- **STATED PROBLEM A**:
In the court opinion excerpt below, whose name appears as owner on the application for subdivision approval?

## BEGIN EXCERPT

It is the plaintiffs' contention that the application acted upon by the defendant was not made by the owner of the property and it was absent a sworn disclosure by the true owner. The plaintiff argues that since the language of the statute utilizes the mandatory command language of "shall" the application clearly failed to comply with the statutory requisites and the actions of the commission are void and the appeal must be sustained citing D.S. Associates v. P Z Commission, 27 Conn. App. 508,510-512 (1992).

In reviewing the application for subdivision approval it lists Rosario S. Mangiafico, Trustee, as the name of owner. Further the applicant admits that the record owner of the property was namely James R. Ripper who received the property from a Land Trust Agreement as trustee for the Mangiafico Development Corporation profit sharing plan.2

In reviewing the trustee document it shows that the sole beneficiary of the trust is Mangiafico Development Corporation Profit Sharing Plan. Furthermore, the affidavit shows that Rosario Mangiafico is the President and sole owner of Mangiafico Development Corporation and the sole trustee of the Mangiafico Development Corporation Profit Sharing Plan.

As established in Lauer v. Zoning Commission, 220 Conn. 455 (1991) our Supreme Court now requires a review be undertaken of the legislative purpose of the act. The purpose of the act is to assure that the identities of the beneficial owners of the property are known to the commission in order to avoid hidden conflicts of interest with commission members. See Testimony of Representative Miller, 14 H.R. Proc. Pt. 8, 1971 Sess. pp. 3666-3667.

The record shows that the applicant is the sole beneficiary trustee of the land by virtue of the Land Purchase Agreement. Mr. Mangiafico is also the sole owner of the corporation that established the profit sharing plan that set up the trust agreement of the Land Purchase Agreement. He is the sole beneficiary of the trust too. Further, the record shows no other interest in the land unaccounted for and certainly all of CT Page 1202 the parties acted in accordance with the fact that Rosario Mangiafico was the controlling owner of the land. For over a period of five years the commission, plus numerous other local and state agencies have known that the defendant owned or at least controlled the property. It is this court's finding that the commission did have subject matter jurisdiction.3

THE COMMISSION'S FAILURE TO PROVIDE OFFICIAL NOTICE TO THE TOWN CLERK OF MARLBOROUGH WAS INADVERTENT AND DOES NOT DEPRIVE THE COURT OF SUBJECT MATTER JURISDICTION

The facts show that the Town of Marlborough is within 500 feet of the property in question, and they were not notified by the commission of the pending application. Recently the Supreme Court in Lauer v. Zoning Commission, 220 Conn. 455 (1991) addressed the same issue, finding that the failure to provide notice to the town is not a jurisdictional defect and that the abutting town must raise the issue. This court adopts the Lauer findings that the commission did have jurisdiction, without the proper notice given, and that the plaintiff has no standing to raise the issue before this court.

## END EXCERPT

- **STATED PROBLEM B**:
Count the lines in the entries below that contain the word "hillside", and reply with only that number.

## BEGIN EXTRACTED RECORDS

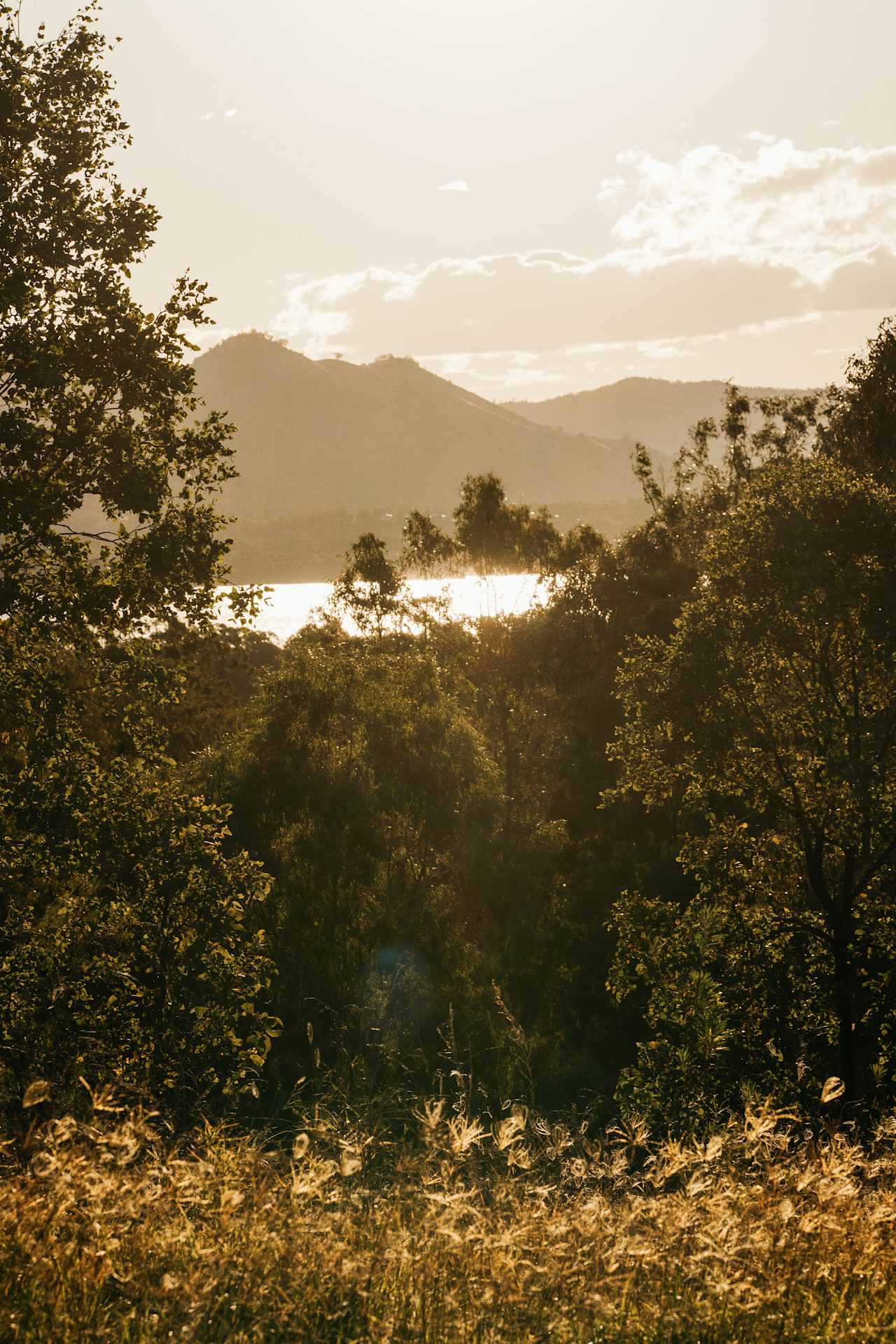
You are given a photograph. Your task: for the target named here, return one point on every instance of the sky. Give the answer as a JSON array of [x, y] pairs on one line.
[[528, 197]]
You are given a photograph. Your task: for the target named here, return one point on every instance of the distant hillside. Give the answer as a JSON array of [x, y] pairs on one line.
[[649, 409], [327, 445]]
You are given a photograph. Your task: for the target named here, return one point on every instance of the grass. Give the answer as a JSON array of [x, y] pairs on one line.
[[514, 1231]]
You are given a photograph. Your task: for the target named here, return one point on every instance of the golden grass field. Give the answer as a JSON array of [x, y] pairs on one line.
[[511, 1231]]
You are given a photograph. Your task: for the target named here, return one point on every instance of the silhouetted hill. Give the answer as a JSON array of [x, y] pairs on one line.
[[323, 445], [649, 409]]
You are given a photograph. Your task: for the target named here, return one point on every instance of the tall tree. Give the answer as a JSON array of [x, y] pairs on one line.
[[115, 885], [767, 721]]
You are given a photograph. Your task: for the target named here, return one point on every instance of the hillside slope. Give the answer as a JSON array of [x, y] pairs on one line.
[[324, 448], [649, 409]]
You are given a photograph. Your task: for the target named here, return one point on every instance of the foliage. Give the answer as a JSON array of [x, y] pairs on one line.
[[130, 944], [503, 1227], [370, 797], [859, 421], [769, 722], [97, 405], [370, 589]]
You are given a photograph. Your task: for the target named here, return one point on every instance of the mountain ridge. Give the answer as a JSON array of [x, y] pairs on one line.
[[653, 410]]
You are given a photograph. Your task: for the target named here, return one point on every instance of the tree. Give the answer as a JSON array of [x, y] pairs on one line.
[[862, 414], [115, 882], [371, 588], [767, 722], [371, 799], [97, 405], [500, 537]]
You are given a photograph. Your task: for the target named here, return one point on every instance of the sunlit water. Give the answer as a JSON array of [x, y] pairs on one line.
[[289, 606]]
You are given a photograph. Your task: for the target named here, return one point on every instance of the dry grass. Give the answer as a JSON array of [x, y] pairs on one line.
[[510, 1233]]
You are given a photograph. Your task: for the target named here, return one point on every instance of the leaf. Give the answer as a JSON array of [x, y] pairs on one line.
[[35, 1093], [833, 1089]]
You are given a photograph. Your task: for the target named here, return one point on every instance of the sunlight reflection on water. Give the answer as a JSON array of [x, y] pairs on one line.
[[289, 606]]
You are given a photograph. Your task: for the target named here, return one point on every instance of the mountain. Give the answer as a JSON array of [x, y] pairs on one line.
[[656, 412], [327, 449]]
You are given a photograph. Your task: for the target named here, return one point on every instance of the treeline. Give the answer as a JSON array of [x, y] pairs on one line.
[[636, 848]]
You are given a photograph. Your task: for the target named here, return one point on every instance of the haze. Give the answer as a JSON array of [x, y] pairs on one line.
[[527, 198]]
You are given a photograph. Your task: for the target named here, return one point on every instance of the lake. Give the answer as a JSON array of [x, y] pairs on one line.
[[289, 606]]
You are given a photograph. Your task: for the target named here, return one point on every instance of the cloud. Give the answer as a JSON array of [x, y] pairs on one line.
[[808, 211], [609, 188], [710, 246]]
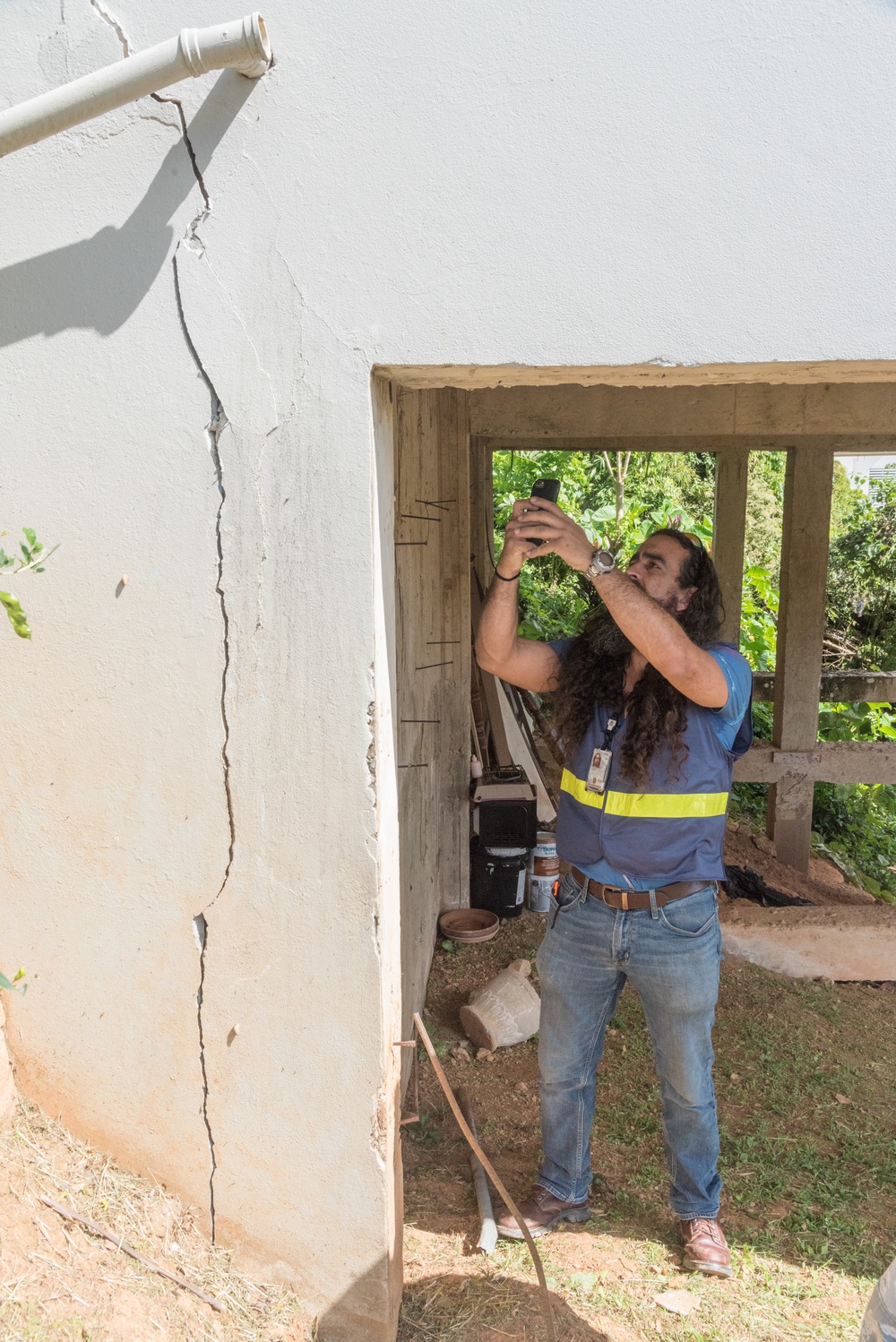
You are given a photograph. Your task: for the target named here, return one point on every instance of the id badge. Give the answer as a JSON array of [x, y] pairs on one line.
[[599, 770]]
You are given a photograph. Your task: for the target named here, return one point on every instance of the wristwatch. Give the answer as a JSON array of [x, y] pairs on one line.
[[602, 561]]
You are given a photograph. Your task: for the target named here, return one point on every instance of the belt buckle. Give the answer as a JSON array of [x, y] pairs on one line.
[[617, 890]]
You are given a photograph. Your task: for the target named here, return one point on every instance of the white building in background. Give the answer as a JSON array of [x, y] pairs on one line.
[[864, 469], [200, 819]]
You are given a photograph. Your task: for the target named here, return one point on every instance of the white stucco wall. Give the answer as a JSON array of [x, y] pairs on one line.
[[566, 184]]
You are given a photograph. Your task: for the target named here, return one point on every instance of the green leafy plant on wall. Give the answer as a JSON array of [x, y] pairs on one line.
[[32, 560]]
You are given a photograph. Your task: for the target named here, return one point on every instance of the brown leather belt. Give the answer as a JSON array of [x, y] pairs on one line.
[[617, 898]]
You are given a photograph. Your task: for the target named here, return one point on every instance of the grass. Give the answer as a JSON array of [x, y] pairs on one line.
[[58, 1282], [805, 1077]]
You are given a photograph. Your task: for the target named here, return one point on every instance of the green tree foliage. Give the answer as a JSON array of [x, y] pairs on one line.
[[856, 826], [34, 555], [861, 582]]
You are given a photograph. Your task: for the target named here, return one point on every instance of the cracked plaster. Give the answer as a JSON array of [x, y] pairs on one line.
[[391, 192]]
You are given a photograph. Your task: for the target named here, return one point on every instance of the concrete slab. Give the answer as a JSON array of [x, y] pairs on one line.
[[841, 942]]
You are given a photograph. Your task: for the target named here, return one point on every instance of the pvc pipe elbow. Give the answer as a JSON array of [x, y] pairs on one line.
[[242, 45]]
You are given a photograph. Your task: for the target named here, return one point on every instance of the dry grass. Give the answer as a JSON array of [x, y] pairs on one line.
[[58, 1282], [805, 1077]]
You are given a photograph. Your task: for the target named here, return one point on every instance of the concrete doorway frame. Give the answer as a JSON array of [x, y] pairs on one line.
[[435, 428]]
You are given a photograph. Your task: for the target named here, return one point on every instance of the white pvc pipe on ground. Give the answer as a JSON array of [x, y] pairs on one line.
[[242, 45]]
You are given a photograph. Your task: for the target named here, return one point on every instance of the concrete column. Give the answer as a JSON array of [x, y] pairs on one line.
[[482, 510], [728, 531], [801, 625]]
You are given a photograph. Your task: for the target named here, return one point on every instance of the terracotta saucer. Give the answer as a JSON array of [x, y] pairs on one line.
[[469, 925]]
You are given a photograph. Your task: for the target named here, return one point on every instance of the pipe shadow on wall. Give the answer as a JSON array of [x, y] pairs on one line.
[[101, 280]]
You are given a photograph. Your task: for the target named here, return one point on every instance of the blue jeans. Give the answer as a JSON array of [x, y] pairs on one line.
[[671, 956]]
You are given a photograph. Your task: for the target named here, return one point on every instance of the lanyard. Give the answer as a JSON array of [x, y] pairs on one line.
[[609, 732]]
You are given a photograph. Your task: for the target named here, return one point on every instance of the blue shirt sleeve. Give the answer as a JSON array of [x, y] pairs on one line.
[[561, 647], [739, 681]]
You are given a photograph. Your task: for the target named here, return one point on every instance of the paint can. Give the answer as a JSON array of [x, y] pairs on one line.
[[538, 892], [542, 859], [544, 870]]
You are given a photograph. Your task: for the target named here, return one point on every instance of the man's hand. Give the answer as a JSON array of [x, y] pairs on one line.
[[545, 522]]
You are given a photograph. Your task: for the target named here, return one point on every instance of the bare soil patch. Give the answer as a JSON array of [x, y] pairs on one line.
[[805, 1078], [59, 1282]]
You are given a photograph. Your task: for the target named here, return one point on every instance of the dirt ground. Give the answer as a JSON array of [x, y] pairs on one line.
[[58, 1282], [823, 884], [805, 1078], [805, 1075]]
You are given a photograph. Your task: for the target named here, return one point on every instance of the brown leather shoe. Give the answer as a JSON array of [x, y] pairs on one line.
[[704, 1247], [541, 1212]]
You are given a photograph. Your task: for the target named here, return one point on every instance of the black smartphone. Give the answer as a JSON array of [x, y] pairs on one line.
[[545, 489]]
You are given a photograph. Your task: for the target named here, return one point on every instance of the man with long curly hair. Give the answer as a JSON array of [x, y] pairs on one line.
[[650, 710]]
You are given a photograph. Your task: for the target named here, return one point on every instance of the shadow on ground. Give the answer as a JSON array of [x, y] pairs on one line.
[[486, 1309]]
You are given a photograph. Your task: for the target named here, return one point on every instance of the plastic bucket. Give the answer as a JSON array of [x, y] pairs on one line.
[[538, 892], [544, 860]]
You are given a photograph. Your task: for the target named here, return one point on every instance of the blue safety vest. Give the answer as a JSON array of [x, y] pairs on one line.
[[671, 826]]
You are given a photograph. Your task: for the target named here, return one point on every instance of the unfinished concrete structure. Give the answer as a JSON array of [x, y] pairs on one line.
[[258, 371]]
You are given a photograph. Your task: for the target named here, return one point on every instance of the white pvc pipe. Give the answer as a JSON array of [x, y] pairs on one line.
[[242, 45]]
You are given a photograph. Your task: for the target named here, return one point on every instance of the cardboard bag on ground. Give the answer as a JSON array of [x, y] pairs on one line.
[[506, 1011]]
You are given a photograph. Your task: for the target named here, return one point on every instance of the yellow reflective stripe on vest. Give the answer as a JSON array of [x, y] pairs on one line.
[[575, 788], [648, 805], [661, 805]]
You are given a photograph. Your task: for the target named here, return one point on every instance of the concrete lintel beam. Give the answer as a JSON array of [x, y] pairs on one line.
[[837, 686]]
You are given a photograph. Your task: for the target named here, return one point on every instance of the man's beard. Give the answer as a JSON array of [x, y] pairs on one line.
[[605, 639]]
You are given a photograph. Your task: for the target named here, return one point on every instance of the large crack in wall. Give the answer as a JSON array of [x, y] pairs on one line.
[[213, 430]]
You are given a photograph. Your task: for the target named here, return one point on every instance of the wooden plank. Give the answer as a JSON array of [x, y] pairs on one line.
[[801, 625], [475, 376], [871, 444], [604, 409], [837, 686], [728, 533], [829, 761]]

## END EXTRACTED RECORDS

- **FULL RESPONSE A**:
Rosario S. Mangiafico, Trustee.

- **FULL RESPONSE B**:
2